Aim of the task:
Copy out word for word the lines from the one containing "Pick out the bird head, placing" through the end of the lines below, both ends included.

Lines pointing to named objects

____

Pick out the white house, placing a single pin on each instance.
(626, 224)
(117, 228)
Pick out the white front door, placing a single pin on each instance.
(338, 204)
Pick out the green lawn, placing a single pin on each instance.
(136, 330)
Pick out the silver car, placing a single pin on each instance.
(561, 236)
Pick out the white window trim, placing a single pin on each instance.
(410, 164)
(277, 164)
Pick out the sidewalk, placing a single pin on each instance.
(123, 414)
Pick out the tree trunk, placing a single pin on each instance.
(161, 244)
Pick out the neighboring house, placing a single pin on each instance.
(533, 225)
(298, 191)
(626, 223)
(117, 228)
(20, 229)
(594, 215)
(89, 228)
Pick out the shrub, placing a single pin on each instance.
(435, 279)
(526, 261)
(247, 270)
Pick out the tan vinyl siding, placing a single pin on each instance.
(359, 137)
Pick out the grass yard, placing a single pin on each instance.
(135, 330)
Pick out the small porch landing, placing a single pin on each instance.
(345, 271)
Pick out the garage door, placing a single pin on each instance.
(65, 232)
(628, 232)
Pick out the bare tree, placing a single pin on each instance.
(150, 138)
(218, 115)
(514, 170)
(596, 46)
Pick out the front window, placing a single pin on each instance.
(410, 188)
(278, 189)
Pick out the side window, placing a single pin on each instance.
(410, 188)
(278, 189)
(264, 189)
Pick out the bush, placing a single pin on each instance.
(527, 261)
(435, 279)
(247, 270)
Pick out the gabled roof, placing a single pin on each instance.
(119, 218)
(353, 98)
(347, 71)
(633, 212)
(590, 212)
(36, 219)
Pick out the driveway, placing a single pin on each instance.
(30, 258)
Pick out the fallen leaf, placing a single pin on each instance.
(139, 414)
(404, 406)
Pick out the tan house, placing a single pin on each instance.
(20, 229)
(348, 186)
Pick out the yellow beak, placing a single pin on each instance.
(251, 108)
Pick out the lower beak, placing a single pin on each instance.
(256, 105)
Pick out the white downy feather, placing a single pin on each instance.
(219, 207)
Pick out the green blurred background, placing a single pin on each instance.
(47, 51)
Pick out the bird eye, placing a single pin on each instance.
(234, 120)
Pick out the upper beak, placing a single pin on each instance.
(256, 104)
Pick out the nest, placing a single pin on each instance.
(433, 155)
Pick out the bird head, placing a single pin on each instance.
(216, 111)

____

Result of this exercise:
Pick out the bird head, placing a single pin on each instance.
(216, 111)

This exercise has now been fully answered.